- [What you are asked to do]
Answer these questions about the forum post below.
1. Whose book about TDD has the poster been reading?
2. On which board did the poster think of running the tests with a compile-download-debug method?
3. In which simulator does the post say simulating asynchronous events such as interrupts is not obvious?

- [Passage to read]
────────────────────

Postby meatball » Tue Jun 04, 2019 4:49 am

Lately, I've been reading the book about TDD by James Grenning. Has anyone implemented dual-targeting for TDD on the ChibiOS simulator?

I was thinking of trying it out, but some of the immediate complications of dual targeting are already in my way:

- Linking things like chprintf() to target my PC's standard output
- Simulating asynchronous events, such as interrupts in the RT-Posix simulator is not obvious

Suppose I want to write an events queue module for my application. The TDD method would have me write a simple test, then write code until the test passes, and then repeat until the driver is done (along with a full suite of tests).

I thought I could just do this with a compile-download-debug method, by running the tests on my STM32, but the download time is expensive, and feedback from my code changes are therefore slow. James' book argues that dual targeting allows for very quick feedback to your code changes, since your PC immediately builds and runs what you just wrote. Not only that, but that you should be able to test your ENTIRE codebase before ever getting the MCU target to run it on. This would be supremely helpful to developer's productivity.

────────────────────

- [Supplied data]
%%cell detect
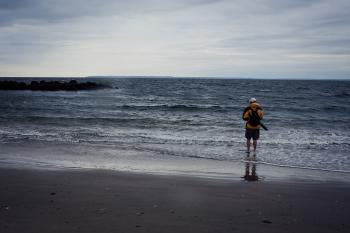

────────────────────

- [Exercise answer]
1. James Grenning's.
2. The STM32.
3. The RT-Posix simulator.